- _PROBLEM TO WORK ON_: Copy the listing from the line with "of the arched" to the line with "x=368, y=79", both included, keeping each request unchanged and shifting every answer coordinate up by 46. Reproduce only those lines.

-- Begin --

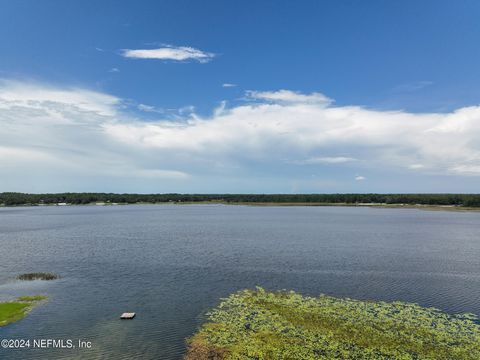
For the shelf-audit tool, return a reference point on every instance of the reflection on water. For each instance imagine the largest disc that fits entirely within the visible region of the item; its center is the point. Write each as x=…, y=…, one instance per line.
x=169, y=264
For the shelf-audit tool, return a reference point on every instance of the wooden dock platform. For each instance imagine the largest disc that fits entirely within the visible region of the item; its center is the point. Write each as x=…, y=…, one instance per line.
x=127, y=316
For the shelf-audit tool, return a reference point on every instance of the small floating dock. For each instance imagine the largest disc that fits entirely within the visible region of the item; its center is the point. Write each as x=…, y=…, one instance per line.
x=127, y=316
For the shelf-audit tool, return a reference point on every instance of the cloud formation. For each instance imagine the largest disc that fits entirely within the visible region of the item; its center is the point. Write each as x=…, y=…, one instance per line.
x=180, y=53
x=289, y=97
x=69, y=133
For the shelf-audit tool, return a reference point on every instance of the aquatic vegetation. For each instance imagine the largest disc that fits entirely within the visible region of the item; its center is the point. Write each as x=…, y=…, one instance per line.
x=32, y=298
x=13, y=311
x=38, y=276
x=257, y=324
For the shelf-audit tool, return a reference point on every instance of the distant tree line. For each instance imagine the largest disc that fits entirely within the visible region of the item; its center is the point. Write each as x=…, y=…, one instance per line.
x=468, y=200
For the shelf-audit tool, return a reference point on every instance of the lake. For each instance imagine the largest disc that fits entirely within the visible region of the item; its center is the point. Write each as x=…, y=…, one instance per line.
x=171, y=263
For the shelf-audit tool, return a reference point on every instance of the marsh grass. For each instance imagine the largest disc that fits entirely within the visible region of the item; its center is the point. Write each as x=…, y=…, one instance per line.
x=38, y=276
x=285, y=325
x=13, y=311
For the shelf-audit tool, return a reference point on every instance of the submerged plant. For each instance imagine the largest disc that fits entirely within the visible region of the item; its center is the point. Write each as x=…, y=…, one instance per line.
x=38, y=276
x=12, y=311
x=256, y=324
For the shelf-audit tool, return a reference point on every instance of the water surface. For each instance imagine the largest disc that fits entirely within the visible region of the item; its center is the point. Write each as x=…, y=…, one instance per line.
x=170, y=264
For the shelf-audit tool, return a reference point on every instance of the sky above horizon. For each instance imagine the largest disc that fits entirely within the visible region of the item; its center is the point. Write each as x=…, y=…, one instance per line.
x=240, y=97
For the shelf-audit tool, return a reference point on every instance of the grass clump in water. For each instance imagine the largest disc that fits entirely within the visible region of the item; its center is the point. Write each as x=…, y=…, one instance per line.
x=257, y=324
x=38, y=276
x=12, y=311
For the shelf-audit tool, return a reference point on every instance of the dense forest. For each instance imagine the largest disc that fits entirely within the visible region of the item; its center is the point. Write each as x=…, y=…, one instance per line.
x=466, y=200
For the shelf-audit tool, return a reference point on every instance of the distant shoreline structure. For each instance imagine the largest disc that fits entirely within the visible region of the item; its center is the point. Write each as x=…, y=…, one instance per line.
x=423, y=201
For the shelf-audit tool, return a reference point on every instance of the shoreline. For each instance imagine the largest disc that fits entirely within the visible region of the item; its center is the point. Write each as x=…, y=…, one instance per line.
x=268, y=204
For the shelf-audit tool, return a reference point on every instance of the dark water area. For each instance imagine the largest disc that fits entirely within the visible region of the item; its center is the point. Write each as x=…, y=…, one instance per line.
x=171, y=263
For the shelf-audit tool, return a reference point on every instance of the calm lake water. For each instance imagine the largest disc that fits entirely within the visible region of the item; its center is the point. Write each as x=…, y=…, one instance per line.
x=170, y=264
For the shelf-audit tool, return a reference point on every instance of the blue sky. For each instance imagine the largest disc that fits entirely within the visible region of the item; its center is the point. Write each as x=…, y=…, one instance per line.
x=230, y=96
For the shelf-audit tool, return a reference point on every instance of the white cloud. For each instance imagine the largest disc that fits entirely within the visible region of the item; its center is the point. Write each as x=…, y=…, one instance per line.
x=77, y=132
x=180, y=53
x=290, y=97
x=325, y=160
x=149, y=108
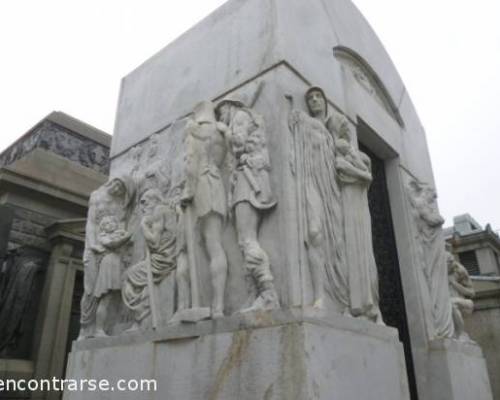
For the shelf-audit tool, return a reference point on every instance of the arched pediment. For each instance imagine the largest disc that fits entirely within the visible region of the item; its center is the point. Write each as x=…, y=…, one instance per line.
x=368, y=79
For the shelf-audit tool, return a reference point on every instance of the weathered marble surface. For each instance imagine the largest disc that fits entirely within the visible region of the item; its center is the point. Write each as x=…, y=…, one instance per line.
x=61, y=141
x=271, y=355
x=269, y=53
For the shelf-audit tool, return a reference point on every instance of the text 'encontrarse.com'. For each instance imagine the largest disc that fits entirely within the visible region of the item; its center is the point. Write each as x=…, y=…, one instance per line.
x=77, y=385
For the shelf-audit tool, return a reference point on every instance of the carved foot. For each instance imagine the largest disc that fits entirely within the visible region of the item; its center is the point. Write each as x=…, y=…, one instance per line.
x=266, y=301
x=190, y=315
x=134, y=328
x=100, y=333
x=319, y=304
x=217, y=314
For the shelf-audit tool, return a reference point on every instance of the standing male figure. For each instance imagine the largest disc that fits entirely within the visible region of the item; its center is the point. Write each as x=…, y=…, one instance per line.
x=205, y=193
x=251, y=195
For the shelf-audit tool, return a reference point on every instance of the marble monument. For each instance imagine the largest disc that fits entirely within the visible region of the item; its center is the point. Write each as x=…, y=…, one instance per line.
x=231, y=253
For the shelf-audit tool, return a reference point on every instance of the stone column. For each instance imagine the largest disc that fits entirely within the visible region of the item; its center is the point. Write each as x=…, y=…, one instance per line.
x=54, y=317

-- End --

- _TASK RESULT_:
For the shelf-audit tool, return a reference point on every instance of the arched pediment. For each instance imagine the largest disc that fits entirely within the visible region of the item; its center is the point. Write each as x=…, y=…, one instance per line.
x=414, y=125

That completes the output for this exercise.